>> start
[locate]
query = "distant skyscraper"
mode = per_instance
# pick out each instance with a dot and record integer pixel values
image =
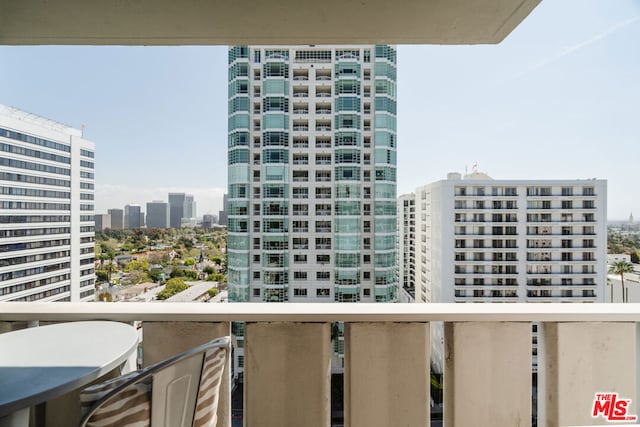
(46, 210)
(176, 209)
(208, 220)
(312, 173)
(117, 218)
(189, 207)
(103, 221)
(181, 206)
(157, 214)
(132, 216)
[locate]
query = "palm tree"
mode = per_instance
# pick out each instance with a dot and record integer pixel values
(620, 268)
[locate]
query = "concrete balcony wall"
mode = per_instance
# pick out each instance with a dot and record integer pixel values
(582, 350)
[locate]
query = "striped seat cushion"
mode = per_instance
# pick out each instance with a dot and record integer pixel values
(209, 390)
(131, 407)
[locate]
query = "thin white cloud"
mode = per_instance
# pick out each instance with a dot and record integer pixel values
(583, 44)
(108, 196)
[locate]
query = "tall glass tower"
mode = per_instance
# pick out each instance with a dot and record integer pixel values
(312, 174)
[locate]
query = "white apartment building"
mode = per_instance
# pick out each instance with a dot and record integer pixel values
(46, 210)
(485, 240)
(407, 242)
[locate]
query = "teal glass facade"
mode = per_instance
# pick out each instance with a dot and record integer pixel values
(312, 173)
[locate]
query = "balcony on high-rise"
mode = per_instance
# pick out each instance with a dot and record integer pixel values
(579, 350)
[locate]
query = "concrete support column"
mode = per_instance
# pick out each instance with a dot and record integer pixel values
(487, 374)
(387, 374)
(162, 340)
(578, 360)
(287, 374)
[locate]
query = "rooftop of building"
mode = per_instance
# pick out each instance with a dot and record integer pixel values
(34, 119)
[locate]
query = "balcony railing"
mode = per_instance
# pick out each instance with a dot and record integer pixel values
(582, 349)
>> end
◆ EXERCISE: Reproduce all of the records above, substituting "each_instance" for every occurrence of "per_instance" and leaving everything else unaltered. Omit the pictures from your reproduction.

◆ REPLY:
[locate]
query = "distant skyscraper"
mode = each_instance
# pick out each instance with a dot and record integer pixel values
image =
(46, 210)
(176, 209)
(208, 220)
(312, 173)
(117, 218)
(189, 207)
(103, 221)
(181, 206)
(157, 214)
(132, 216)
[locate]
query = "palm tree"
mode = each_instance
# pick out each instance with a dot and record integer pixel values
(620, 268)
[locate]
query = "concrete balcony wall"
mode = each_instance
# pick out each instance with a dot and record integer pixel values
(582, 350)
[locate]
query = "striped seat cushion"
mode = each_instance
# pick out each instance with a dot and record integer pixel values
(209, 390)
(131, 407)
[locate]
query = "thin white cloud"
mode = each_instance
# pick out each instance with a dot and record integer pixel values
(583, 44)
(108, 196)
[locate]
query = "tall glass tower"
mode = each_instance
# pick out each instance with a dot and record integer pixel values
(312, 174)
[locate]
query = "white apartment building"
mode = each_instance
# pick out each instance with a dot and record integer pixel values
(46, 210)
(485, 240)
(407, 242)
[locate]
query = "teal glass facade"
mode = each_instance
# pick out each instance with a dot and record integer pixel values
(312, 173)
[locate]
query = "balcony on high-rise"
mode = each_instance
# pick out each instance with a dot and record integer pixel values
(579, 350)
[locate]
query = "concrete support column"
mode = each_instance
# pick out each instance with a dot and record integer pixel values
(487, 374)
(387, 374)
(162, 340)
(578, 360)
(287, 374)
[locate]
query = "rooftop of building"
mode = each_instance
# pick out each instance with a dot and record integer pixel values
(34, 119)
[locate]
query = "balcony railing"
mode = each_instance
# pick out each instance with a dot and record integer pixel values
(582, 349)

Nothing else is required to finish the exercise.